DIRECTIONS >>
Copy each of the following lines without any change.
— BEGIN DATA FOR THIS EXERCISE —
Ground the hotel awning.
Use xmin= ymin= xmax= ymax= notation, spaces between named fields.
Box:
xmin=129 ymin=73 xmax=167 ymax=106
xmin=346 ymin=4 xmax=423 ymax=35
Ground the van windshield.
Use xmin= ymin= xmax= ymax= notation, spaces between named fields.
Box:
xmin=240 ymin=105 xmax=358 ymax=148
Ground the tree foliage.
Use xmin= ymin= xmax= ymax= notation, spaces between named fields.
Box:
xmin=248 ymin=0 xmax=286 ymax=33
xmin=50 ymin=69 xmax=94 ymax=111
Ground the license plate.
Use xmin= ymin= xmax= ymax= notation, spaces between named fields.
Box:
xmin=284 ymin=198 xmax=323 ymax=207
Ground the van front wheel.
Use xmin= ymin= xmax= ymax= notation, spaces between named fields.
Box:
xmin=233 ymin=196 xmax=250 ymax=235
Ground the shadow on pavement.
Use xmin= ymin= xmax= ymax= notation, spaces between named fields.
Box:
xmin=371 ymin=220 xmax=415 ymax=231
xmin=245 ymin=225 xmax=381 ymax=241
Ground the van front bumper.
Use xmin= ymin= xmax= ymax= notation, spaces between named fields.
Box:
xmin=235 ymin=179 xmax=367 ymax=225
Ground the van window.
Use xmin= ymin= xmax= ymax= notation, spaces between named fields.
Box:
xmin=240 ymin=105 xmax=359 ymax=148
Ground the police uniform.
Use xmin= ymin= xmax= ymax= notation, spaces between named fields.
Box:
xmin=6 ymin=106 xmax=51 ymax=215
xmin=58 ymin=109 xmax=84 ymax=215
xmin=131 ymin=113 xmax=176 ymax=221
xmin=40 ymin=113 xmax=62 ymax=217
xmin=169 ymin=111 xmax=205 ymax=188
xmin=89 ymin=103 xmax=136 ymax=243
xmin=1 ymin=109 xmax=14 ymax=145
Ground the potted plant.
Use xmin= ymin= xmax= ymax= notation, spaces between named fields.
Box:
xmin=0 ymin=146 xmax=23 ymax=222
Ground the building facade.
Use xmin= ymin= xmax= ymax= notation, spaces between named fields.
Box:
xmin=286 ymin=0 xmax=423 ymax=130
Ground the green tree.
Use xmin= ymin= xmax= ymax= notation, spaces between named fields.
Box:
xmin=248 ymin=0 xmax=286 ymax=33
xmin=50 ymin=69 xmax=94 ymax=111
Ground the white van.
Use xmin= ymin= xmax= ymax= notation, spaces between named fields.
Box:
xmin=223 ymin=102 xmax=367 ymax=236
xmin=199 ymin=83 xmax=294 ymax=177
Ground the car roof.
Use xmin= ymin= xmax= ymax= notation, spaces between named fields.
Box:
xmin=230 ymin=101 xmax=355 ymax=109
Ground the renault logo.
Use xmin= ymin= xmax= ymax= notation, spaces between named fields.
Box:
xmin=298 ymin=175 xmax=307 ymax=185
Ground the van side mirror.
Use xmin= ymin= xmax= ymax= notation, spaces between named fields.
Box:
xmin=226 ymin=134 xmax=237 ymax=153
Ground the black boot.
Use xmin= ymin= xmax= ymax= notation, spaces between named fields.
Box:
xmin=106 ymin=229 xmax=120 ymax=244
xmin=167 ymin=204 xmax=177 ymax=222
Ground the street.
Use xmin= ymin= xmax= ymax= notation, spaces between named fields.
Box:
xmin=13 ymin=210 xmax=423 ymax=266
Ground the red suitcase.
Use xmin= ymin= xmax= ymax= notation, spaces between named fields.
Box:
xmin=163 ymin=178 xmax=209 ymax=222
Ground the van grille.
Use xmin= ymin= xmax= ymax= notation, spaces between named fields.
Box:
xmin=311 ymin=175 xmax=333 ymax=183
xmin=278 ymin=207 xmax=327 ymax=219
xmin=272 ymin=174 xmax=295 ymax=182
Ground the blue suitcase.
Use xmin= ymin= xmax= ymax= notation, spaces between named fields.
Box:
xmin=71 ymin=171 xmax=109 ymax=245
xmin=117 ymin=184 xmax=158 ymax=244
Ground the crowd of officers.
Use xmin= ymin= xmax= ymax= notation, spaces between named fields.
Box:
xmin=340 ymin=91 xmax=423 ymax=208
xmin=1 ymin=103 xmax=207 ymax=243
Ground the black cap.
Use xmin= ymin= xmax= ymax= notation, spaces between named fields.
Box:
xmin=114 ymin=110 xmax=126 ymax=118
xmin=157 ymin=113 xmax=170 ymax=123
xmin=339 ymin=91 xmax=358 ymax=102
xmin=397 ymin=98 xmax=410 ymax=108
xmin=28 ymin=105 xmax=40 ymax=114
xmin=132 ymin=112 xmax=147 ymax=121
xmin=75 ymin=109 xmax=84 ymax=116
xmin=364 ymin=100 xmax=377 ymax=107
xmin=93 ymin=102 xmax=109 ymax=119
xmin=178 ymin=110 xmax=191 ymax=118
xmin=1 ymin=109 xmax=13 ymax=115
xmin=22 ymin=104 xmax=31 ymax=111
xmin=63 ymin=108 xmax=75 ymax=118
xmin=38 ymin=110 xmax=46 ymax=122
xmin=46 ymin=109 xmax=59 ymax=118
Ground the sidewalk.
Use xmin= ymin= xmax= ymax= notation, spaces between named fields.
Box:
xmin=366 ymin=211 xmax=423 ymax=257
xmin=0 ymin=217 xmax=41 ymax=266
— END DATA FOR THIS EXERCISE —
FULL RESPONSE >>
Ground the hotel awning.
Use xmin= ymin= xmax= ymax= notation, spaces between named fields.
Box:
xmin=129 ymin=73 xmax=167 ymax=106
xmin=346 ymin=4 xmax=423 ymax=35
Ground the van windshield.
Use xmin= ymin= xmax= ymax= notation, spaces between named fields.
Box:
xmin=240 ymin=105 xmax=358 ymax=148
Ground the tree foliage.
Use xmin= ymin= xmax= ymax= notation, spaces between named fields.
Box:
xmin=248 ymin=0 xmax=286 ymax=33
xmin=50 ymin=69 xmax=94 ymax=111
Ground the license plate.
Use xmin= ymin= xmax= ymax= notation, spaces between named fields.
Box:
xmin=284 ymin=198 xmax=323 ymax=207
Ground the van front wheel.
Use xmin= ymin= xmax= ymax= notation, spaces between named fields.
Box:
xmin=233 ymin=196 xmax=250 ymax=235
Ground the shadow on pavement.
Use xmin= ymin= xmax= ymax= notation, spaces between named fields.
Box:
xmin=371 ymin=220 xmax=415 ymax=231
xmin=245 ymin=225 xmax=381 ymax=241
Ground the van front bumper.
Use xmin= ymin= xmax= ymax= notation, spaces between named fields.
Box:
xmin=235 ymin=179 xmax=367 ymax=225
Ground the van window.
Use xmin= ymin= xmax= ymax= notation, spaces between named fields.
Box:
xmin=240 ymin=105 xmax=359 ymax=148
Ground the police uniform.
Use xmin= ymin= xmax= ymax= notation, spaces between named fields.
Box:
xmin=6 ymin=106 xmax=51 ymax=215
xmin=58 ymin=109 xmax=84 ymax=215
xmin=131 ymin=113 xmax=176 ymax=221
xmin=40 ymin=113 xmax=62 ymax=217
xmin=169 ymin=111 xmax=205 ymax=188
xmin=89 ymin=103 xmax=136 ymax=243
xmin=1 ymin=109 xmax=14 ymax=145
Ground the potted plant.
Use xmin= ymin= xmax= ymax= notation, spaces between named fields.
Box:
xmin=0 ymin=146 xmax=23 ymax=222
Ground the building facade.
Use xmin= ymin= xmax= ymax= notation, spaces between named fields.
Box:
xmin=286 ymin=0 xmax=423 ymax=130
Ground the green tree.
Use xmin= ymin= xmax= ymax= notation, spaces between named fields.
Box:
xmin=248 ymin=0 xmax=286 ymax=33
xmin=50 ymin=69 xmax=94 ymax=111
Ground the white van.
Use xmin= ymin= xmax= ymax= notation, spaces between named fields.
Box:
xmin=223 ymin=102 xmax=367 ymax=236
xmin=199 ymin=83 xmax=294 ymax=177
Ground the car roof.
Use xmin= ymin= xmax= ymax= notation, spaces between named fields.
Box:
xmin=230 ymin=101 xmax=355 ymax=109
Ground the renault logo.
Use xmin= ymin= xmax= ymax= notation, spaces between named fields.
Box:
xmin=298 ymin=175 xmax=307 ymax=185
Ground the van side mirror.
Use xmin= ymin= xmax= ymax= notation, spaces between named fields.
Box:
xmin=226 ymin=134 xmax=237 ymax=153
Ground the black boot.
Use xmin= ymin= xmax= ymax= notation, spaces between named fields.
Box:
xmin=106 ymin=229 xmax=120 ymax=244
xmin=167 ymin=204 xmax=177 ymax=222
Ground the street.
Use xmin= ymin= xmax= ymax= notation, spaces between named fields.
Box:
xmin=13 ymin=210 xmax=423 ymax=266
Ground the red suitcase.
Use xmin= ymin= xmax= ymax= notation, spaces between named fields.
Box:
xmin=163 ymin=178 xmax=209 ymax=222
Ground the van grille.
Use xmin= ymin= xmax= ymax= notation, spaces between named fields.
Box:
xmin=311 ymin=175 xmax=333 ymax=183
xmin=278 ymin=207 xmax=327 ymax=219
xmin=272 ymin=174 xmax=295 ymax=182
Ground the blue suitcase.
Use xmin= ymin= xmax= ymax= notation, spaces between named fields.
Box:
xmin=71 ymin=171 xmax=109 ymax=245
xmin=117 ymin=184 xmax=158 ymax=244
Ground the crowd of officers.
Use xmin= ymin= xmax= ymax= notation, spaces between named fields.
Box:
xmin=340 ymin=91 xmax=423 ymax=208
xmin=1 ymin=103 xmax=207 ymax=243
Ground the black cap.
Use xmin= ymin= xmax= ymax= notation, spaces between named fields.
Box:
xmin=114 ymin=110 xmax=126 ymax=118
xmin=157 ymin=113 xmax=170 ymax=123
xmin=339 ymin=91 xmax=358 ymax=102
xmin=397 ymin=98 xmax=410 ymax=108
xmin=28 ymin=105 xmax=40 ymax=114
xmin=132 ymin=112 xmax=147 ymax=121
xmin=75 ymin=109 xmax=84 ymax=116
xmin=364 ymin=100 xmax=377 ymax=107
xmin=93 ymin=102 xmax=109 ymax=119
xmin=178 ymin=110 xmax=191 ymax=118
xmin=1 ymin=109 xmax=13 ymax=115
xmin=22 ymin=104 xmax=31 ymax=111
xmin=63 ymin=108 xmax=75 ymax=118
xmin=38 ymin=110 xmax=46 ymax=122
xmin=46 ymin=109 xmax=59 ymax=118
Ground the sidewalk.
Use xmin= ymin= xmax= ymax= notation, spaces between named fields.
Box:
xmin=366 ymin=211 xmax=423 ymax=257
xmin=0 ymin=217 xmax=41 ymax=266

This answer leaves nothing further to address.